Selected passage:
2.3.1 Concrete Diaphragms 2.3.1.1 End diaphragms End diaphragms are necessary to support and transfer edge loads at the end of the girder to the substructure and serve to tie to the girders together to better enable the bridge cross section to function as unit, which also aids in load transfer. They also can act as a means of holding the approach fill back. Typical details for concrete end diaphragms are given in Figures 2-4 to 2-6. 2.3.1.2. Intermediate diaphragms Intermediate concrete diaphragms can be precast or cast-in-place (Figures 2-7 to 2-10). Precast diaphragms are usually cast as a secondary pour in the precast yard. Less typically, they can be poured with the initial casting of the girder. If intermediate diaphragms are to be field-cast, access holes must be created to enable the concrete to be pumped into the diaphragm as well as for venting (Figure 2-7). If shipping weight is a concern, field-casting may be the better alternative. 2.3.2 Steel Diaphragms Steel diaphragms (Figure 2-11) have the advantage of being lightweight. A variety of configurations are possible, but K-shaped diaphragms are the most popular due to their simplicity, flexibility, and structural efficiency. 2.4 JOINTS 2.4.1 Longitudinal Conventionally, DBT girders are connected longitudinally using a system of welded plates and grouted longitudinal keyways. Mechanical connections are embedded in the flanges and spaced four to eight feet apart along the length of the girders. Fieldwelded plates are used to make the connections. The longitudinal joints are then grouted their full lengths. The mechanical connections provide transverse tensile capacity to the joint to ensure that the joint stays together, while the grouted shear key provides the primary vertical load-carrying mechanism for the joint. Structurally, this longitudinal joint
system is modeled as a hinge, that is, it transfers shear between units, but not moment. Section 3.4.2 describes the design procedure of the longitudinal joints in detail. 2.4.2 Transverse Transverse joints, that is, joints at the member ends, are similar to transverse joints in conventional I-girder bridges. A variety of conventional expansion joints have been used successfully, such as strip seals and compression seals. Alternatively, a transverse joint can be sealed with grout or by using a closure pour.
2.5 BEARINGS Elastomeric bearing pads (Figure 2-12) have proven to be a practical and costeffective solution for bearings of DBT bridges. In addition to their ability to carry the normal loads associated with this type of bridge, their lateral flexibility help to minimize the effects of shrinkage and negative temperature changes in the transverse direction of the bridge (14). Elastomeric pads can be reinforced or non-reinforced, many of which are non-shimmed. 2.6 BARRIER AND RAILING SYSTEMS This section of the Guidelines contains some figures that include specific details. These details are provided for concept only and should not be considered as final designs. Both parapet and post and rail barrier systems are commonly used in DBT bridges. Figures 2-13 through 2-18 show typical details for these systems. Note, however, that flange thicknesses and typical flange reinforcement historically used in DBTs may be inadequate for LRFD design criteria. To resist the substantially higher barrier design loads, the thicknesses of the overhang may need to be significantly increased, the length of the overhang shortened, or both. Additional transverse deck reinforcement is likely required as well. As an alternative to designing a system, a crashtested system can be used (15).

Supplied records:

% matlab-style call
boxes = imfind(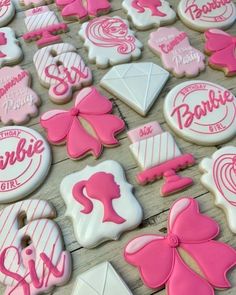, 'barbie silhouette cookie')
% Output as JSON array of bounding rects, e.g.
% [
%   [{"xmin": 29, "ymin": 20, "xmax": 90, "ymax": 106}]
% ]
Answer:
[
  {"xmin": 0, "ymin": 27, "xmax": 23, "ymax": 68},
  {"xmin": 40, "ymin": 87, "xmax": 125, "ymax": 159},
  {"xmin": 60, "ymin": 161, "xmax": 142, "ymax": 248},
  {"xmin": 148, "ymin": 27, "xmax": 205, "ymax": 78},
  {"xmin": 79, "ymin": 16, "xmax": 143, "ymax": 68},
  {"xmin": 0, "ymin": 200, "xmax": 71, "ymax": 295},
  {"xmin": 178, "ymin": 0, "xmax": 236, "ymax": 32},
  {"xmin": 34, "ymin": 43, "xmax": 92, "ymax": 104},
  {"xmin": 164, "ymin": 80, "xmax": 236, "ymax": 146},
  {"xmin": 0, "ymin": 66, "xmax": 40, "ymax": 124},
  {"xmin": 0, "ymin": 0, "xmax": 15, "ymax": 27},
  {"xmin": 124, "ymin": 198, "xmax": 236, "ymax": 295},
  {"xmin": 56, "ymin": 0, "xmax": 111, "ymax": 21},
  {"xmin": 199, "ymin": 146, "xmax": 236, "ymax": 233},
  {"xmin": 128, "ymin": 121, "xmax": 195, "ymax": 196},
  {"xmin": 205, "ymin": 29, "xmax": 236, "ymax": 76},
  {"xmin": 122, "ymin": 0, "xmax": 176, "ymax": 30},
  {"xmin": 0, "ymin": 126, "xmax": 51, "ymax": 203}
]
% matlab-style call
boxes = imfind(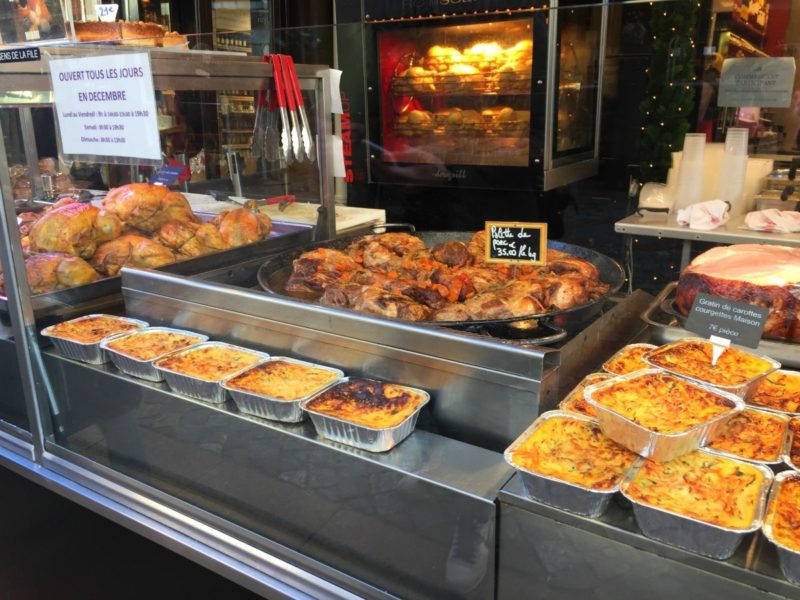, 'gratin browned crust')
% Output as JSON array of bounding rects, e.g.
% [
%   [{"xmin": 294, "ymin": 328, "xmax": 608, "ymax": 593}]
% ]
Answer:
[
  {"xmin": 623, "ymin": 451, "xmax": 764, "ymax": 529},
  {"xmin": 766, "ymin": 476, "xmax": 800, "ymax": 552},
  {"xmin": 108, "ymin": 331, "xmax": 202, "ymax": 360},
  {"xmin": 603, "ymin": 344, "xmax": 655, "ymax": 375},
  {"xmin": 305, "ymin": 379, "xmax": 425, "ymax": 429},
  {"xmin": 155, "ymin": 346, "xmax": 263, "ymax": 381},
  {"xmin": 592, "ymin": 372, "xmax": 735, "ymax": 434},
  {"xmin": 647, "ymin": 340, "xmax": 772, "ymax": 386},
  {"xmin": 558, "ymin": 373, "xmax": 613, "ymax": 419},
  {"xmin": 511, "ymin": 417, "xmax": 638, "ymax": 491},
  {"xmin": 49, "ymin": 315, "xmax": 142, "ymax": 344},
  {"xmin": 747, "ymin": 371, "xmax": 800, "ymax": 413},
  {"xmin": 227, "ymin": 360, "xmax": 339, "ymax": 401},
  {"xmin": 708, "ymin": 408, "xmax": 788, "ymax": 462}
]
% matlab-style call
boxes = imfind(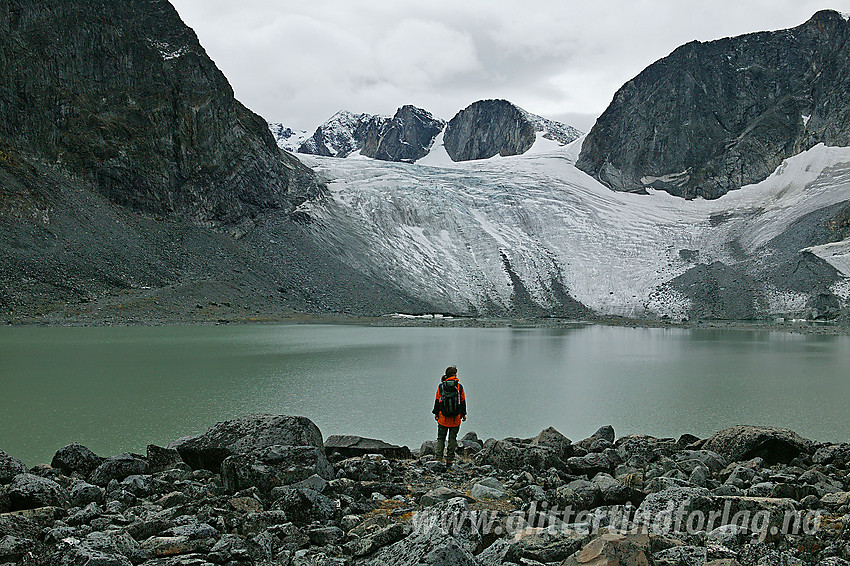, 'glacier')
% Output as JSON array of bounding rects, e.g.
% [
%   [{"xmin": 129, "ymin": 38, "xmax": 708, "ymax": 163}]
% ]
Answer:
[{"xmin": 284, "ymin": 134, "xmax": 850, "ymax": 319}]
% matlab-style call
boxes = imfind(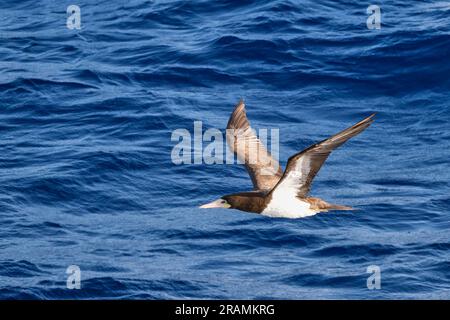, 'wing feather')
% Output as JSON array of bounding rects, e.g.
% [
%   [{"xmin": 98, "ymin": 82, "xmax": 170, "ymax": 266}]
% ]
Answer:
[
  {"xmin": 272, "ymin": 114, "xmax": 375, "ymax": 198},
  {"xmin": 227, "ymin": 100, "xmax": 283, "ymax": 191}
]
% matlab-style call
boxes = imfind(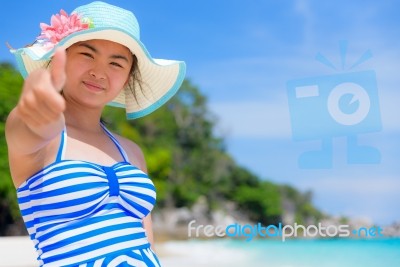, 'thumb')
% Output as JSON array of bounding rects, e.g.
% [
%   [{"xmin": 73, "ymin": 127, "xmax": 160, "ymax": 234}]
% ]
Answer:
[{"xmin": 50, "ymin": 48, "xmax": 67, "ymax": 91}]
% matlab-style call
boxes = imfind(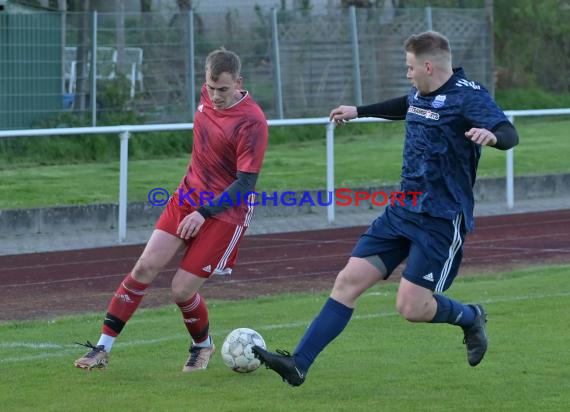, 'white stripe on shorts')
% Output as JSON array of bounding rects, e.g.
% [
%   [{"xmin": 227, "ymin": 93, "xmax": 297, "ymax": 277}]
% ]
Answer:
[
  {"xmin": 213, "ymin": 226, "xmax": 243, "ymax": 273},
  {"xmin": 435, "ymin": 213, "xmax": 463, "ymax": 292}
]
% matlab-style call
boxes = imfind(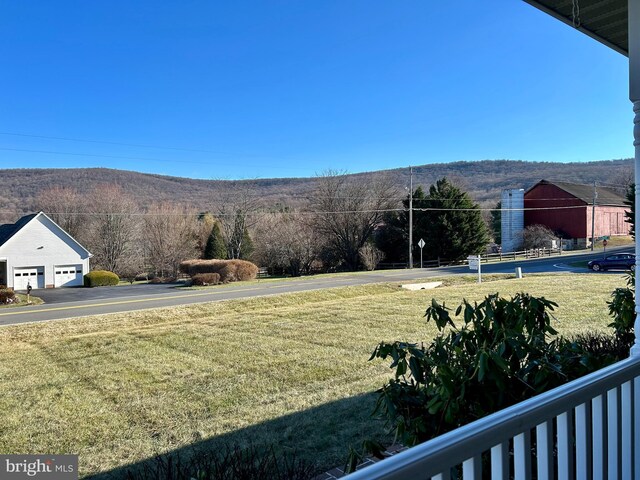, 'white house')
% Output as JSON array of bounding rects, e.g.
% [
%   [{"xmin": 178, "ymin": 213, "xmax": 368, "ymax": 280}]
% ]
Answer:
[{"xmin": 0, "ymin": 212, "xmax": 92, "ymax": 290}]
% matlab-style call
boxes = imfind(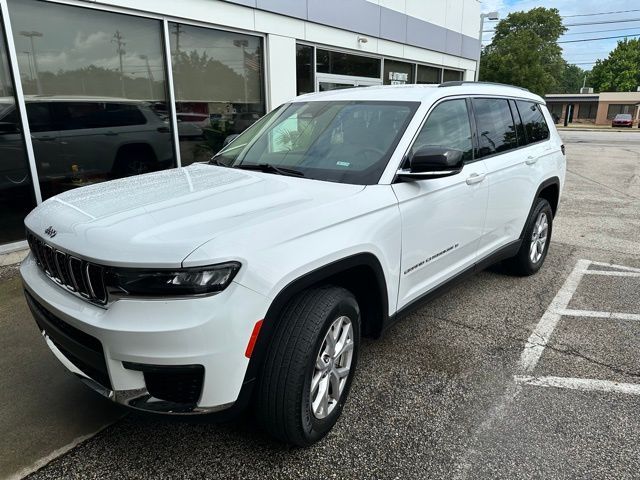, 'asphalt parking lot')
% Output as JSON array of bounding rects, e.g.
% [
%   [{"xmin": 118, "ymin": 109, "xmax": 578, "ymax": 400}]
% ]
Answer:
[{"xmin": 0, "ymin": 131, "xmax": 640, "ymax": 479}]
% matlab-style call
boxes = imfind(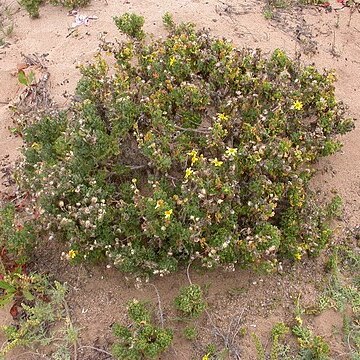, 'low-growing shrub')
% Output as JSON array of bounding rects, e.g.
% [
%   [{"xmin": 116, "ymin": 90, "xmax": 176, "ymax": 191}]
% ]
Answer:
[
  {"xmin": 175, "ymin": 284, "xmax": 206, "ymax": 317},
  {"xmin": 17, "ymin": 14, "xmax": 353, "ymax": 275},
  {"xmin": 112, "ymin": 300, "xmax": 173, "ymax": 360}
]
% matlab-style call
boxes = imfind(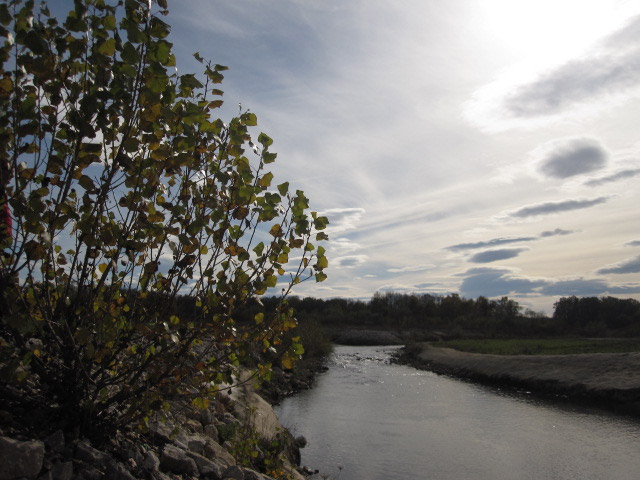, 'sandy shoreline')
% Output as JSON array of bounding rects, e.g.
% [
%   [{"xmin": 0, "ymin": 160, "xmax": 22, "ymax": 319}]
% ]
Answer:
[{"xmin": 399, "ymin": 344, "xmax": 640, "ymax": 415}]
==
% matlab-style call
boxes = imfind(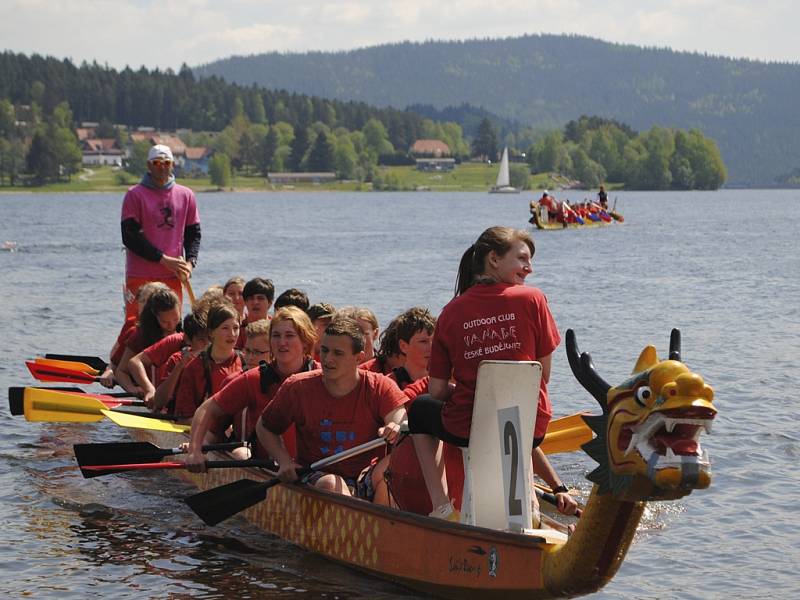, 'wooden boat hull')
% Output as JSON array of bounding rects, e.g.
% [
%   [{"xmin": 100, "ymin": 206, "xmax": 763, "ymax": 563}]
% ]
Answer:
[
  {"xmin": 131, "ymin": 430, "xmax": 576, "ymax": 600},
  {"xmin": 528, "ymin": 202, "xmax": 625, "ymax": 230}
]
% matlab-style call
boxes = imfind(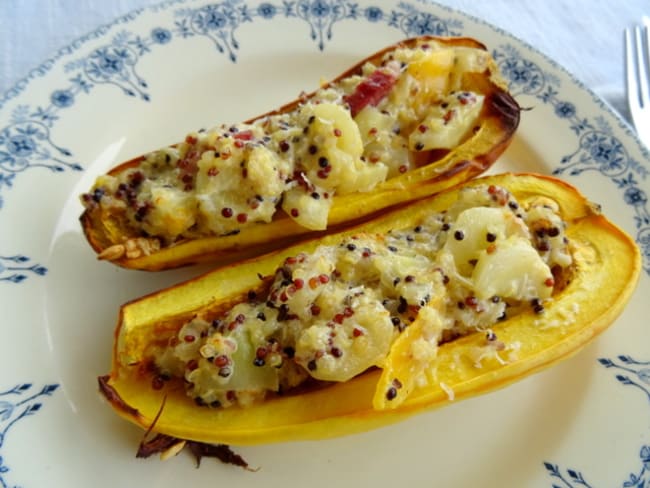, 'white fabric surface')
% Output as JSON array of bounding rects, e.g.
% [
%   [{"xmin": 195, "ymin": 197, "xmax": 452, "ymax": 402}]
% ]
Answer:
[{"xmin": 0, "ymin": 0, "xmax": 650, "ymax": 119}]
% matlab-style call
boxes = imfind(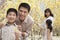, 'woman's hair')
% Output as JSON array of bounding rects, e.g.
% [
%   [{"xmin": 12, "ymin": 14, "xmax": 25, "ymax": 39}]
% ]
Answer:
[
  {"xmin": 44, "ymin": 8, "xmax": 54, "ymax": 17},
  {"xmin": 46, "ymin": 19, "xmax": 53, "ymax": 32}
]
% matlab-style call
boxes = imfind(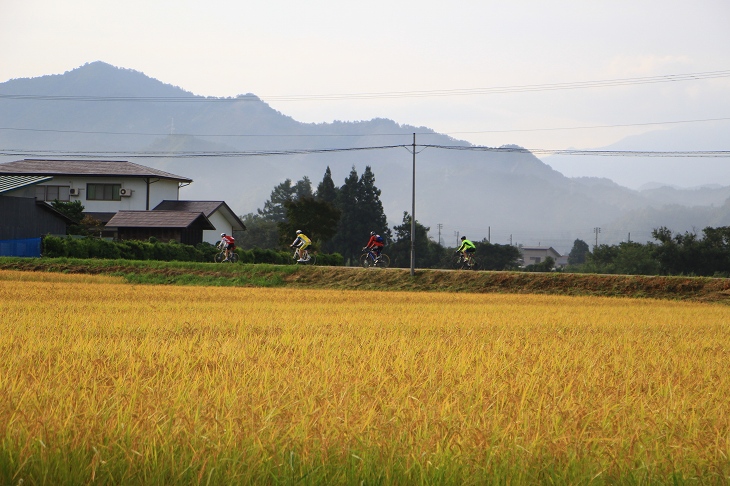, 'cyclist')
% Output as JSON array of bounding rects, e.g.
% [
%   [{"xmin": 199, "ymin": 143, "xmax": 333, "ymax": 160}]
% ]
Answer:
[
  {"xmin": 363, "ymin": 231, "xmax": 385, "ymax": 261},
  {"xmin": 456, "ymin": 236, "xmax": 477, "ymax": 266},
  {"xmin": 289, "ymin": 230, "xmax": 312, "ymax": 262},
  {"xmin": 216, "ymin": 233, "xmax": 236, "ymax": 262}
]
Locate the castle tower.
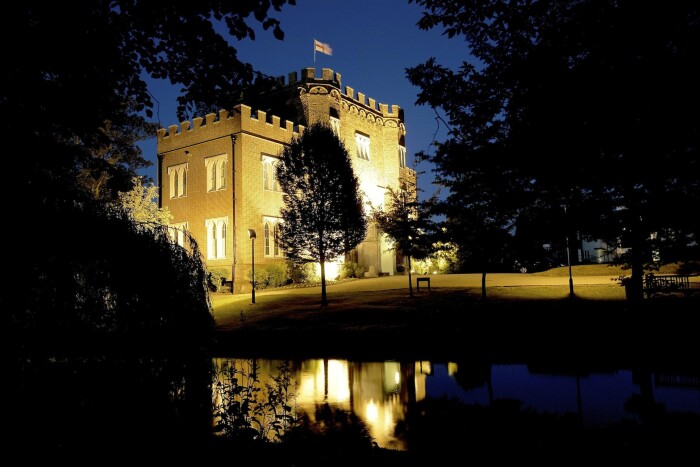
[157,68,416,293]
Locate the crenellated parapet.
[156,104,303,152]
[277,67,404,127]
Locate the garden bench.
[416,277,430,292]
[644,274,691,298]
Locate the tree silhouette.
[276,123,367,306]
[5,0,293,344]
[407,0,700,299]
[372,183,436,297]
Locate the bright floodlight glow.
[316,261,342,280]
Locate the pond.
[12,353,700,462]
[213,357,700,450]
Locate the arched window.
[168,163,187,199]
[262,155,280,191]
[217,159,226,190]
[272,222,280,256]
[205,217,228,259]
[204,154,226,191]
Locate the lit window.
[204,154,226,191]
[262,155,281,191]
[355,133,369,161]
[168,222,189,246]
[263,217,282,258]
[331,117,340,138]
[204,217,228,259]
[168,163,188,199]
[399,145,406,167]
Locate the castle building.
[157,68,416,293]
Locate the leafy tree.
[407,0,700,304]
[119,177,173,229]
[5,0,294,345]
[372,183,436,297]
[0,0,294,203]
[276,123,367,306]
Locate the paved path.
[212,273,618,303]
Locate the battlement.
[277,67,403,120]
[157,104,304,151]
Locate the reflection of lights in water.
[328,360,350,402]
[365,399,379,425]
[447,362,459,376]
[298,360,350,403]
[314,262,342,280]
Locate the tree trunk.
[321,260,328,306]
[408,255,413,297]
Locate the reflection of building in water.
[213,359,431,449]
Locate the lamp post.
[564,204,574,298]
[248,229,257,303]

Challenges:
1) Rescale the part of the listing that opens with the line containing "Locate the arched window." and closes with the line containing "[157,104,304,151]", both lines included. Write out every line of that part again, the locate lines as well, with each bounding-box coordinate multiplied by 1.5 and rounded to a whole number, halves rounded up.
2) Extend the passage on DBT bridge details, starting right after its final sentence.

Response list:
1)
Locate the arched window.
[252,245,281,299]
[393,233,420,287]
[326,239,339,285]
[408,333,420,384]
[308,326,342,389]
[306,231,339,287]
Locate the lit window.
[306,231,339,287]
[393,233,422,287]
[533,200,554,242]
[252,333,284,369]
[395,326,423,387]
[497,176,510,207]
[306,326,342,389]
[252,245,282,299]
[599,218,609,251]
Locate the castle building.
[236,102,624,440]
Locate the leafy tree.
[611,0,1050,456]
[179,266,260,344]
[8,0,441,518]
[558,275,654,446]
[0,0,441,305]
[414,185,551,459]
Locate the paved path.
[318,410,927,455]
Locate the battlement.
[416,101,605,180]
[236,156,456,227]

2)
2.6.1 Parapets Integral concrete parapets are commonly used to form the barrier system on DBT bridges. Bent reinforcing bars are typically embedded into the flange of the exterior girders during fabrication and protrude from the top of the girder during shipment and erection (Figure 2-13). Once all the girders have been erected and the longitudinal joints have been completed, the parapets are cast. 2.6.2 Post and Rails Barriers Post and rail barriers have the advantage of requiring no field-cast concrete. Typically plates and other hardware are embedded in the exterior portion of the flanges of the exterior girders, and any required holes are formed during casting (Figure 2-15). A short curb may also be cast. The remainder of the barrier system is field-bolted when erection and connection of the girders have been completed. 2.7 PROVISIONS FOR BRIDGE WIDENING Provisions for future widening of a DBT can be incorporated into the exterior girders by: Casting embedments for future welded shear connectors (and casting a protective layer of concrete over the plates) into the overhang of the girder for future use or Omitting the shear key and embedded plates and cutting back the flange as necessary to attach connection details when the actual widening operation takes place. Moving the exterior girder and adding new interior girders.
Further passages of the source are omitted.